## Aim:
Collect every line in the rows below that contains the string "Target". Case counts.

## Material to process:
-- BEGIN --

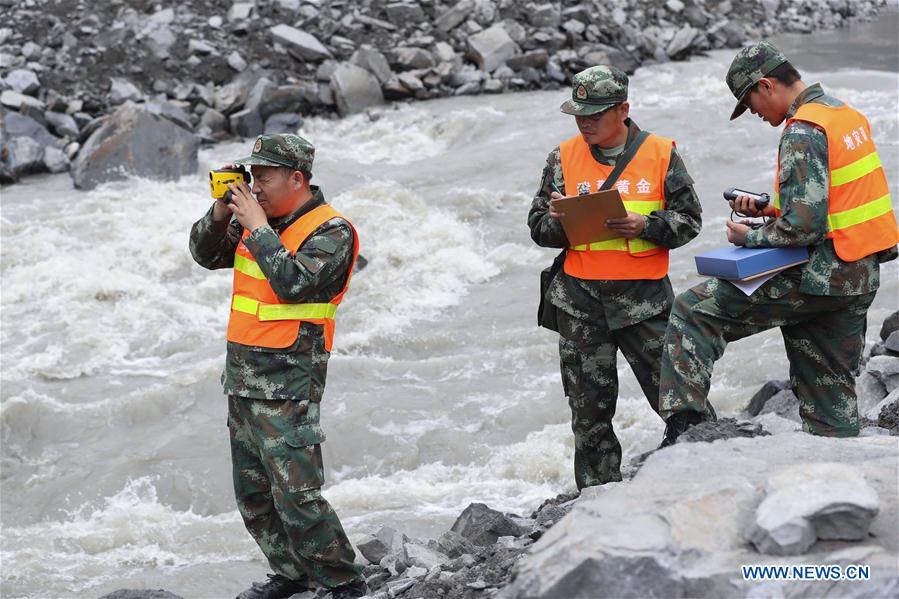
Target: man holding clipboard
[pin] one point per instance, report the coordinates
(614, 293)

-- END --
-- BEGIN --

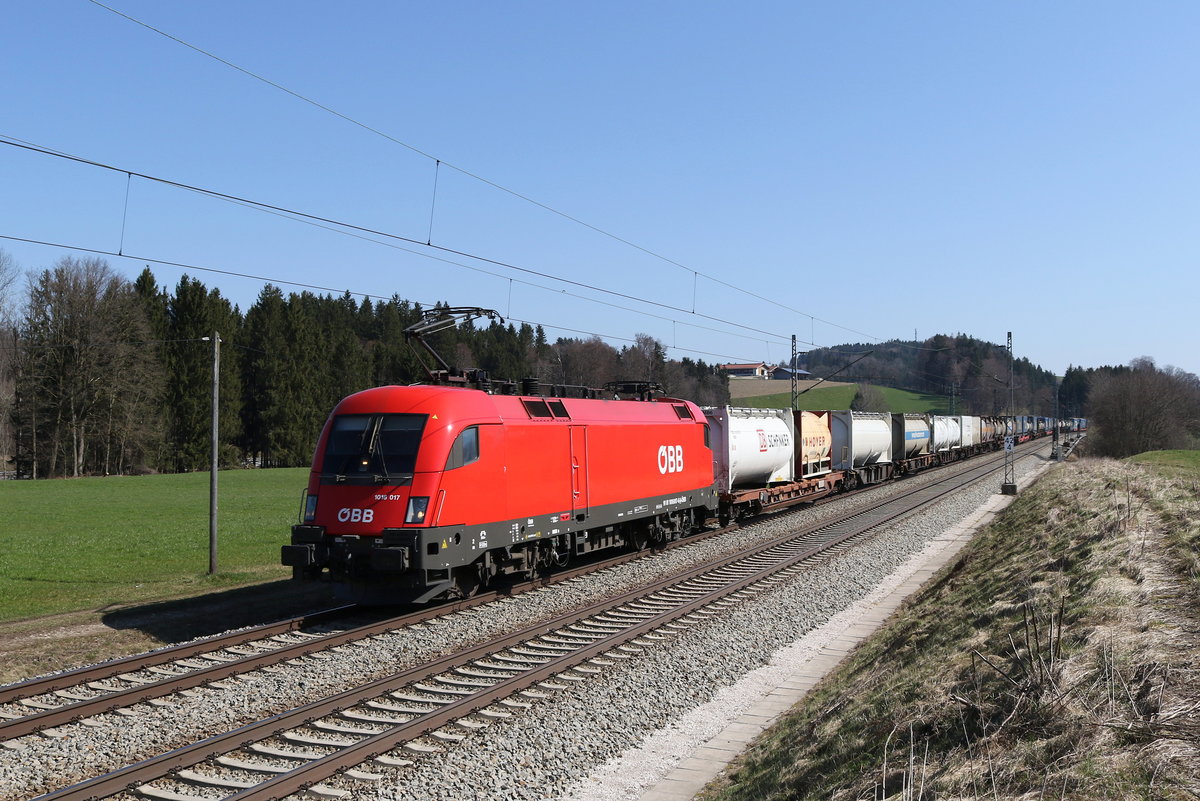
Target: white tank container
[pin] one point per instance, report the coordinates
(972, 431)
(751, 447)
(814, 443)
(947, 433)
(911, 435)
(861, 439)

-- END --

## Expected answer:
Target: man holding clipboard
Target: white tank container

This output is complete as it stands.